[begin ENTRIES SUPPLIED]

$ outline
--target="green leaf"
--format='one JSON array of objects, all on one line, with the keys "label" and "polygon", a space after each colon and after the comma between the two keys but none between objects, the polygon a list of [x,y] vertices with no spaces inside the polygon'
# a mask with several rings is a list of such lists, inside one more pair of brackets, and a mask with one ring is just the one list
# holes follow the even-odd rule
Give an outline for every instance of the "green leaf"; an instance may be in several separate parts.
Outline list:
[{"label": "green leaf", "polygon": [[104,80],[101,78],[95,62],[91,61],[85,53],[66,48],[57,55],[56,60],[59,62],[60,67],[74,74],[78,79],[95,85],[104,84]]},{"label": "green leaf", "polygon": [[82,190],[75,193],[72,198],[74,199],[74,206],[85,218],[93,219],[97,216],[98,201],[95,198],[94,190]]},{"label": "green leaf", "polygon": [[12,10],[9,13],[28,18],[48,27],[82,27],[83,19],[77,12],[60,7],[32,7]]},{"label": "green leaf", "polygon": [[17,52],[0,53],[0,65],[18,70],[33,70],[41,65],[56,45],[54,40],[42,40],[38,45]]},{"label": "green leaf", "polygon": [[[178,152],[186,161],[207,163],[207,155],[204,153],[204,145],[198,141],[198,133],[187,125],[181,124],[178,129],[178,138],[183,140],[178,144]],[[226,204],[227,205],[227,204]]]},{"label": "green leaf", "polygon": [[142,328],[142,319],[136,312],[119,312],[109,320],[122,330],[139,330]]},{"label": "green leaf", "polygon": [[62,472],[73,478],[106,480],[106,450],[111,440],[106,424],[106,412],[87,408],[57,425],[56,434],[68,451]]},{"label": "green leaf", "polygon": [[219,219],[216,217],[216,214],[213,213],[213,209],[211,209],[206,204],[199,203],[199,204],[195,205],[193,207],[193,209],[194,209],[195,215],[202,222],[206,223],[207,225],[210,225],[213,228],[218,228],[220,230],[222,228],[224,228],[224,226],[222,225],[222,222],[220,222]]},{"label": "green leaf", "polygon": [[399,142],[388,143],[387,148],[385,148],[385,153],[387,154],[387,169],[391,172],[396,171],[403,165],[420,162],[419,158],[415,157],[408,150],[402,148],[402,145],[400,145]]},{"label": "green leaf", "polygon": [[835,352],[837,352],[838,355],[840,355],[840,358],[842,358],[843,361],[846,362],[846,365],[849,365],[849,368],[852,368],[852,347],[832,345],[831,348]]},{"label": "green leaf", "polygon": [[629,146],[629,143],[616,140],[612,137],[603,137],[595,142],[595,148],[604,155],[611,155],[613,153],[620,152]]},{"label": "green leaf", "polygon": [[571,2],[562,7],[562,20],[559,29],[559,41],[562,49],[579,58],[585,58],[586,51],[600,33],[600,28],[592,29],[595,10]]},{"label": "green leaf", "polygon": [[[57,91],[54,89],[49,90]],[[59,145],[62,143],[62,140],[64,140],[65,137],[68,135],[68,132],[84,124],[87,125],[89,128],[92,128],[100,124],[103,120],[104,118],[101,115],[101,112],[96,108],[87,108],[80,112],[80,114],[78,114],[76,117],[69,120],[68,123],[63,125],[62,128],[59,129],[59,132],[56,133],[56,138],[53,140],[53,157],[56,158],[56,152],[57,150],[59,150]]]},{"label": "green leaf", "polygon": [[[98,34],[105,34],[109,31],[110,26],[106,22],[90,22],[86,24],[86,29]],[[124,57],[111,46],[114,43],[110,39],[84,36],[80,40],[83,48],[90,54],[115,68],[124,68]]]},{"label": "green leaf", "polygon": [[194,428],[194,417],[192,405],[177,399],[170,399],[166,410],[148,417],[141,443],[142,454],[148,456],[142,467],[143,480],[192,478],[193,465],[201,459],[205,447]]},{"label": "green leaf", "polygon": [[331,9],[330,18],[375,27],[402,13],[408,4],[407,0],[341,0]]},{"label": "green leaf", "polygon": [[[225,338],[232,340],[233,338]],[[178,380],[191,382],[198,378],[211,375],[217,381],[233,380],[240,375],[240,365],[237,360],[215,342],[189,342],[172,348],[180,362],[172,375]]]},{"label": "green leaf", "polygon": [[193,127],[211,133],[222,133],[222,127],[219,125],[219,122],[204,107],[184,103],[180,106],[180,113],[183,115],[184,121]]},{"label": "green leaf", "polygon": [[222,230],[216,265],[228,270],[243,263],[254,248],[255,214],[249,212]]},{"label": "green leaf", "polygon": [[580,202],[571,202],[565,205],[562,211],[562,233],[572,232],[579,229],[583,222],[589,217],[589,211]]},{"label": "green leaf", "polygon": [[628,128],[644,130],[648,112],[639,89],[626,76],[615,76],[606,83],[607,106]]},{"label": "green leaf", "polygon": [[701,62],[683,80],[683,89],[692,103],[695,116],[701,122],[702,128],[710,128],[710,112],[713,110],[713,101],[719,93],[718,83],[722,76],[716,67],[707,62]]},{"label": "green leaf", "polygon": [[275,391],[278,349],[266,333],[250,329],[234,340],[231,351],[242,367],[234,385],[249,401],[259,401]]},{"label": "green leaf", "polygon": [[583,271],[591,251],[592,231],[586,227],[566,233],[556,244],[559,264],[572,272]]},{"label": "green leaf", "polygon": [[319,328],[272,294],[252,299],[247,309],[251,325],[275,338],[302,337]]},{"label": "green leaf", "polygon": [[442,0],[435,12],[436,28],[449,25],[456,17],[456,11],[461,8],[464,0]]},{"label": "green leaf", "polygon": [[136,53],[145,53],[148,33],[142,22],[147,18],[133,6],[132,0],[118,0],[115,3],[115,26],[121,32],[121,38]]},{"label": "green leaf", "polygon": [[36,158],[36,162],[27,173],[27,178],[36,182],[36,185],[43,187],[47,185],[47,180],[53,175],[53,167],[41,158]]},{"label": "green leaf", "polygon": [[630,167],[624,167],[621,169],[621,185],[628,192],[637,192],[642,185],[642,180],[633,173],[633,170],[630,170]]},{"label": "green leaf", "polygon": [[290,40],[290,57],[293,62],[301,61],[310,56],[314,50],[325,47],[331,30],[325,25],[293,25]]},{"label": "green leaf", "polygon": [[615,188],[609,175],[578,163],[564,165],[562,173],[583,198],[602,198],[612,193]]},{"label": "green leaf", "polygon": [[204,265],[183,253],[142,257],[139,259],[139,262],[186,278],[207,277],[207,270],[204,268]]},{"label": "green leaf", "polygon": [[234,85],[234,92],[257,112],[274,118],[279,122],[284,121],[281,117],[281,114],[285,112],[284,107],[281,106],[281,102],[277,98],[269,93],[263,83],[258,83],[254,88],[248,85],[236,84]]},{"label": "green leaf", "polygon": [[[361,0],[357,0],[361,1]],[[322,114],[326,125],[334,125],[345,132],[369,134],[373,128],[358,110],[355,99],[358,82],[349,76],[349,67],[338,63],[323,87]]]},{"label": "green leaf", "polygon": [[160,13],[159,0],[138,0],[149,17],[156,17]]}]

[end ENTRIES SUPPLIED]

Please retype the lines above without any change, beginning with the very first line and stopping after the line that contains "# a mask with".

$ outline
--target="green leaf"
--format='one JSON array of objects, all on one line, with the keys "label" and "polygon", a space after each colon and after the comma between the two keys but none between objects, the polygon a list of [x,y] vertices with no spaces inside the polygon'
# a mask with several rings is a list of such lists, inside one more pair of brackets, and a mask with one ring is just the one list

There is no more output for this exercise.